WHAT IS NEEDED. Please reproduce the material word for word, starting at the line that contains "the grass field, one" and ending with the last line of the material.

DATA FOR THIS EXERCISE.
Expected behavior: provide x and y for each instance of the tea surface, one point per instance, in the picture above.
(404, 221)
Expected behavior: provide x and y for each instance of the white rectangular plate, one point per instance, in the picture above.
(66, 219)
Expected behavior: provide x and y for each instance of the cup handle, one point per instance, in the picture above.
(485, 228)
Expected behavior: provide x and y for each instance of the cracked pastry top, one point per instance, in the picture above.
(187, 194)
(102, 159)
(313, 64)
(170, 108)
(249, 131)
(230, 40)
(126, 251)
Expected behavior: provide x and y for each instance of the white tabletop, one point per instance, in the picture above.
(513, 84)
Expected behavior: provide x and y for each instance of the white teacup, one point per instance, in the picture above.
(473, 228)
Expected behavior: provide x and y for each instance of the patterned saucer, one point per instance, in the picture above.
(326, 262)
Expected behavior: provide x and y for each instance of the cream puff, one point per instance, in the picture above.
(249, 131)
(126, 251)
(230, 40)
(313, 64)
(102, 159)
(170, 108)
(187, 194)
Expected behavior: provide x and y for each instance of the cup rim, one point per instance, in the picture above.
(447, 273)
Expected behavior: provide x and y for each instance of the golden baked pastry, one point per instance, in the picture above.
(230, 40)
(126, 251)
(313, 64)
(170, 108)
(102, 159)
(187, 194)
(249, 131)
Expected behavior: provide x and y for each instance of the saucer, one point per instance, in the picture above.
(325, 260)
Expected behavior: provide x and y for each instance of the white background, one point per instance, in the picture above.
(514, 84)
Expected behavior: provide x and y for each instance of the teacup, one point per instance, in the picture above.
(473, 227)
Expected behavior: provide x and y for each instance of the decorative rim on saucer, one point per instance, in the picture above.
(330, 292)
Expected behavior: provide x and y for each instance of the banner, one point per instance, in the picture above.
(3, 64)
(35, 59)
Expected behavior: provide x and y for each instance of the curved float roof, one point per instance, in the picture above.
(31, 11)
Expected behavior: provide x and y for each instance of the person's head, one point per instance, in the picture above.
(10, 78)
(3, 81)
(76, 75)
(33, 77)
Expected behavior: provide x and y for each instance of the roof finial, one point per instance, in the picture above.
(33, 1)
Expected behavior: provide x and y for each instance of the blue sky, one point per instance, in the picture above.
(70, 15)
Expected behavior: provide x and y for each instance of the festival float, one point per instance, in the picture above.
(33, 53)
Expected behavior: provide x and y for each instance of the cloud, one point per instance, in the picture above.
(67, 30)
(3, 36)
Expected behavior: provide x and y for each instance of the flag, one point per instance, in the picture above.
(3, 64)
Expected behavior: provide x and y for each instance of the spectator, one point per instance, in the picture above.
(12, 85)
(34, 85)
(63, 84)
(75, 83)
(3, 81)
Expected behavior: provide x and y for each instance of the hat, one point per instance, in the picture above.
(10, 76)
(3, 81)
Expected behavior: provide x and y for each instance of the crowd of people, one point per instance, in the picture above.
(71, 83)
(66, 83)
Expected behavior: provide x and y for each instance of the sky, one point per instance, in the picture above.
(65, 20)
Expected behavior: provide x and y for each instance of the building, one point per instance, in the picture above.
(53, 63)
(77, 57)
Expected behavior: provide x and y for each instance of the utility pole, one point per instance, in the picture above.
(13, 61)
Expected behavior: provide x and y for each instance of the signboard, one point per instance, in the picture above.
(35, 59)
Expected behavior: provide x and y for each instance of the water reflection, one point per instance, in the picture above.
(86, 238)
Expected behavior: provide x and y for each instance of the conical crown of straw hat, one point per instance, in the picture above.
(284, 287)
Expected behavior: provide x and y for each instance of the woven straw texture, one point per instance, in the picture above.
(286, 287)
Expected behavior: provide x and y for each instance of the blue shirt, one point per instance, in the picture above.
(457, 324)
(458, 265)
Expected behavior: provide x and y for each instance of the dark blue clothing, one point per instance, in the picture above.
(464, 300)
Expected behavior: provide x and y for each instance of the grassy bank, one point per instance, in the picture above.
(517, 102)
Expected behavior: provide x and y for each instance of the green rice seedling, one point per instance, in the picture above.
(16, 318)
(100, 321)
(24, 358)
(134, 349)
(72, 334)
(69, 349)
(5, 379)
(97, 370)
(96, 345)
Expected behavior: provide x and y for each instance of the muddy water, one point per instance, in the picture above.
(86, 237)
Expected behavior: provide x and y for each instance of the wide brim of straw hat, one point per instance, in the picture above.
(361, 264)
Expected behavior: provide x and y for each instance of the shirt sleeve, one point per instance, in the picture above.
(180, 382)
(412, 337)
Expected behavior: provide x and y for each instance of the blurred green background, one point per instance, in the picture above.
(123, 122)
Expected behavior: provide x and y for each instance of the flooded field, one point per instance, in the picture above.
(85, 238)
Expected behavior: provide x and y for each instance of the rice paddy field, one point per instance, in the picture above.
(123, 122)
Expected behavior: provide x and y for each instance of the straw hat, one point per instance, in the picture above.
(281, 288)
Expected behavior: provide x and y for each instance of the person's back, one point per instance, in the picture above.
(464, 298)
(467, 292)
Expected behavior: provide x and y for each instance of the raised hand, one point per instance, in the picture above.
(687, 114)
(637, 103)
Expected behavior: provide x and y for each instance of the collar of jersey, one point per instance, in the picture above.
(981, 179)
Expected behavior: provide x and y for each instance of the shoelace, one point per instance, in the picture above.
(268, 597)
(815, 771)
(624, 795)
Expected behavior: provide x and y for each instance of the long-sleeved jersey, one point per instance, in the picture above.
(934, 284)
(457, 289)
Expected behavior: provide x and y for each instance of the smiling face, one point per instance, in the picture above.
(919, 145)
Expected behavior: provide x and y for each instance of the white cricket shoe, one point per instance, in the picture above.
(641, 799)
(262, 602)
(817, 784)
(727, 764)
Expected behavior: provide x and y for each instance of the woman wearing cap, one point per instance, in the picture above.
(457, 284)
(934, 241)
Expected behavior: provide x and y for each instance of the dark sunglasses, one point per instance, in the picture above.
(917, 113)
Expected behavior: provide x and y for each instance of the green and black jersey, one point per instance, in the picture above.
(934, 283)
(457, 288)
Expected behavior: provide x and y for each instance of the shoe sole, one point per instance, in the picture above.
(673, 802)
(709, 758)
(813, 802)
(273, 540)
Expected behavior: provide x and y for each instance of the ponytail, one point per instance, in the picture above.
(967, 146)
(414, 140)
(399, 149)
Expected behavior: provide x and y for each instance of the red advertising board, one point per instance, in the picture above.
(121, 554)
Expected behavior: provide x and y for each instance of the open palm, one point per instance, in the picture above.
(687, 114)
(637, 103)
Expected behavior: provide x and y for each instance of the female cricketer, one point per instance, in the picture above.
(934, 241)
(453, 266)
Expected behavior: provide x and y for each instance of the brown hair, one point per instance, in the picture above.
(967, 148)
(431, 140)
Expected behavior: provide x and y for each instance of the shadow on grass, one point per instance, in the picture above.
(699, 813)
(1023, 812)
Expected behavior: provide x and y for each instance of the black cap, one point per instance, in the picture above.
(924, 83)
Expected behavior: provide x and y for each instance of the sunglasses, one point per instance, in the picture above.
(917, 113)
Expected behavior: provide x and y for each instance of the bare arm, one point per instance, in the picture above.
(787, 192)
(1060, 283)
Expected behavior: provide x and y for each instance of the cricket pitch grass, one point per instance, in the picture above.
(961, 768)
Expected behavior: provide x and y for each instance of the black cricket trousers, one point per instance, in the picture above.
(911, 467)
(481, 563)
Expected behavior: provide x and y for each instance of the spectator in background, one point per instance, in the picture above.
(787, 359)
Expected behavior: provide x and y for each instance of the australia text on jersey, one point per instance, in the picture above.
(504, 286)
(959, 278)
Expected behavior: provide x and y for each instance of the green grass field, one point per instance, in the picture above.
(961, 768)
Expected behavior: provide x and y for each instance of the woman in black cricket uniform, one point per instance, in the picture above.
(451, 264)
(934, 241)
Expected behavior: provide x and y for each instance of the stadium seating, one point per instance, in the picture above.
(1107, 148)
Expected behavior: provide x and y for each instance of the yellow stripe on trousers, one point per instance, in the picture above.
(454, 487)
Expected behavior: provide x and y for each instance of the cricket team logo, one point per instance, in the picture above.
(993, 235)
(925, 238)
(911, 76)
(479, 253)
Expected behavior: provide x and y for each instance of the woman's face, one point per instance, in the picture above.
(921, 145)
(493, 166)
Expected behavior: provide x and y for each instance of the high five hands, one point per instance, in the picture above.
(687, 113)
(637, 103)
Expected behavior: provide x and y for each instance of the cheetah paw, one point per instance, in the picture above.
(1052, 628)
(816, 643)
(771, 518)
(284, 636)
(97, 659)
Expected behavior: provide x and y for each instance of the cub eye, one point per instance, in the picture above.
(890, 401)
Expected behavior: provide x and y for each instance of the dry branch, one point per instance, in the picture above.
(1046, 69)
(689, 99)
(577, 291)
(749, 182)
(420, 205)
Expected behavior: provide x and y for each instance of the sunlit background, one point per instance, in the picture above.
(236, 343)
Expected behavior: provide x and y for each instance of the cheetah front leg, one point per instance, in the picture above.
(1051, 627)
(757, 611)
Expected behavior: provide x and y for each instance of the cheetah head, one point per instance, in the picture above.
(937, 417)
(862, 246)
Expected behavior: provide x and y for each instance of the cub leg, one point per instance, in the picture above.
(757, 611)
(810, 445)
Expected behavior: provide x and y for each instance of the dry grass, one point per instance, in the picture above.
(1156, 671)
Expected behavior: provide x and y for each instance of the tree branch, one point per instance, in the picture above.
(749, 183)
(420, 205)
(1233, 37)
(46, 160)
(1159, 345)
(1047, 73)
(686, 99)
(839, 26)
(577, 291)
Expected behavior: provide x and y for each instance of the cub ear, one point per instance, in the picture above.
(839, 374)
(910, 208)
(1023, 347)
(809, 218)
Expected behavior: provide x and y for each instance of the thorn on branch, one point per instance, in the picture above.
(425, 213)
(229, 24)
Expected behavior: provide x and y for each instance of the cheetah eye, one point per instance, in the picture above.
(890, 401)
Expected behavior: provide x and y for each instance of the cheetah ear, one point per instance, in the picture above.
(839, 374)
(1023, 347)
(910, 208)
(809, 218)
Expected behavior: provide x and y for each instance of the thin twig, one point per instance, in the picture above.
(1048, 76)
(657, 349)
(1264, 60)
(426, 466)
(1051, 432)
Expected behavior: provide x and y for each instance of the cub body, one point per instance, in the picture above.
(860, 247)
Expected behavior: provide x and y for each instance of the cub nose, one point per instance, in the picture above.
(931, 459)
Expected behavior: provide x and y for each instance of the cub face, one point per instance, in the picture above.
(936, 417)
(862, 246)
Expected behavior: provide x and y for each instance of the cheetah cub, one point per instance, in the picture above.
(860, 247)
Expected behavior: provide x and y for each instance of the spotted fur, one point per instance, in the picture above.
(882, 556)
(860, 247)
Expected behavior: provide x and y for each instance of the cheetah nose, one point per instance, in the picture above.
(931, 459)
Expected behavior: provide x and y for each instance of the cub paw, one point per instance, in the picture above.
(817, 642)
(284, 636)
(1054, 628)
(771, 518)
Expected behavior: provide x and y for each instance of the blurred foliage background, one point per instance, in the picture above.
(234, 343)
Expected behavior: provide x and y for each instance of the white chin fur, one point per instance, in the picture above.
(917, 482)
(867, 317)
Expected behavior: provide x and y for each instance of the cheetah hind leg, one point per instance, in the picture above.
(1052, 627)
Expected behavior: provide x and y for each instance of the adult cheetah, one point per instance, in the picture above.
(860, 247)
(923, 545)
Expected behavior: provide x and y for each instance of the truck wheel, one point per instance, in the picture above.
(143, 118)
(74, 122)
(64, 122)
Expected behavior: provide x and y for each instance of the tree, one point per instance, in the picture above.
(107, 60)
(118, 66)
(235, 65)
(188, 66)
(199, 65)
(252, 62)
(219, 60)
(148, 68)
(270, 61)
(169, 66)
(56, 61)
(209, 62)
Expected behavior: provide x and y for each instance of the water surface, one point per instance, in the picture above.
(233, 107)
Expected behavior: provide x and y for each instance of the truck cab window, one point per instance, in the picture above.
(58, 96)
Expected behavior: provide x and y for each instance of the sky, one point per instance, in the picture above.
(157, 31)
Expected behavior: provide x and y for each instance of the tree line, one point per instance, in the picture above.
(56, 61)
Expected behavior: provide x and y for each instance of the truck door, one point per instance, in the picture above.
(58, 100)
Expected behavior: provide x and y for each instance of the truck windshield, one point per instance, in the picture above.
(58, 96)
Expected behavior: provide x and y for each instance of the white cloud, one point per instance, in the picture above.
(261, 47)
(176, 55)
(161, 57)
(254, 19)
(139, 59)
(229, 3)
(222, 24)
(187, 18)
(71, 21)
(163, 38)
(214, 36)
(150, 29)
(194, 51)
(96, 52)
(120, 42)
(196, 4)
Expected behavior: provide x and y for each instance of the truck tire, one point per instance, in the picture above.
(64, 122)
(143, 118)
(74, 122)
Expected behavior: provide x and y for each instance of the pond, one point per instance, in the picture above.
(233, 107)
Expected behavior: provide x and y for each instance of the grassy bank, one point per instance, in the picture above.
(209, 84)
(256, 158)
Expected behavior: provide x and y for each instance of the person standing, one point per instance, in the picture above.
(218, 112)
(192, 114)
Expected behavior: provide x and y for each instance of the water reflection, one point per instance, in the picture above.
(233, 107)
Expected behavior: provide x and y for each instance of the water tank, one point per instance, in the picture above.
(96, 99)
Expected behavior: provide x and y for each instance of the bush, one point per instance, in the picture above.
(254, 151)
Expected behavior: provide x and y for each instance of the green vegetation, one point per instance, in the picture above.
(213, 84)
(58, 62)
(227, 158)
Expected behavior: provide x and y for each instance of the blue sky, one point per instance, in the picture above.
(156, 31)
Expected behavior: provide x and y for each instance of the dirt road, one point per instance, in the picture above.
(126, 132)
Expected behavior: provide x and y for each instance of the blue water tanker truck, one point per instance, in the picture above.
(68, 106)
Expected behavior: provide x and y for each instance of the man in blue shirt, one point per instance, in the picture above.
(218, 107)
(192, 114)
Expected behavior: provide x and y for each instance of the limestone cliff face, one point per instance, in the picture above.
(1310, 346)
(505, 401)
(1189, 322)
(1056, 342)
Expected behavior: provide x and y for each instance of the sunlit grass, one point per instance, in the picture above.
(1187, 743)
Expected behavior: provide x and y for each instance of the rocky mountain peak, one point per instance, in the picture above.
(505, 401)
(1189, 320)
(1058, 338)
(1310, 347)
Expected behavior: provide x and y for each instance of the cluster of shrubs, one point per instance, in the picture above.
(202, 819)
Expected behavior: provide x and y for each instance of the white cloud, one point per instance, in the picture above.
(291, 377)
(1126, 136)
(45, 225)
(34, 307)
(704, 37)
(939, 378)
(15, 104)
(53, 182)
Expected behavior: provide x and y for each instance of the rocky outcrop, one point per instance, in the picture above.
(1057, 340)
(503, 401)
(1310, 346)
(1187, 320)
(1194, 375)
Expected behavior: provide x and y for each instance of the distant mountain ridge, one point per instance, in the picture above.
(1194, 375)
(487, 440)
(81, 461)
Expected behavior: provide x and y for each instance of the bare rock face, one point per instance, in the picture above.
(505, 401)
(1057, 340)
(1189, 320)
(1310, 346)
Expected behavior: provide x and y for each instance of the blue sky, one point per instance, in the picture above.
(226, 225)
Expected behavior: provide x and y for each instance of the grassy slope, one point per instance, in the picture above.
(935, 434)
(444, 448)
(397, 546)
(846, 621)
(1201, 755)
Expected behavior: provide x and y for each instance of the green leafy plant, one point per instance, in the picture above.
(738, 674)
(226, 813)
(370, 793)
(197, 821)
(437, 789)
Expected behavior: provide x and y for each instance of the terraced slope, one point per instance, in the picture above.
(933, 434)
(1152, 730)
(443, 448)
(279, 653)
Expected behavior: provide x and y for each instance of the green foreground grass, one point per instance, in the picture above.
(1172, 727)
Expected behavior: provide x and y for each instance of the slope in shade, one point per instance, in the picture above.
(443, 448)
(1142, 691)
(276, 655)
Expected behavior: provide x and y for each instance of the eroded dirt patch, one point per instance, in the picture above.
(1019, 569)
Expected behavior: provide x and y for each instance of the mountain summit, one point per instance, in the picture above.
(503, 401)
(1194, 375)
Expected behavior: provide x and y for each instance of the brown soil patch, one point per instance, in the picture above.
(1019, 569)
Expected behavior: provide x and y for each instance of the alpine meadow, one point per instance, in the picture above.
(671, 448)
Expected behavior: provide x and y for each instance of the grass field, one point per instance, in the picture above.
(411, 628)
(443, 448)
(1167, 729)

ANSWER FOR THE TASK.
Expected behavior: provide x and y for each instance of the grass field, one point per instance, in the picture above.
(411, 628)
(443, 448)
(1167, 729)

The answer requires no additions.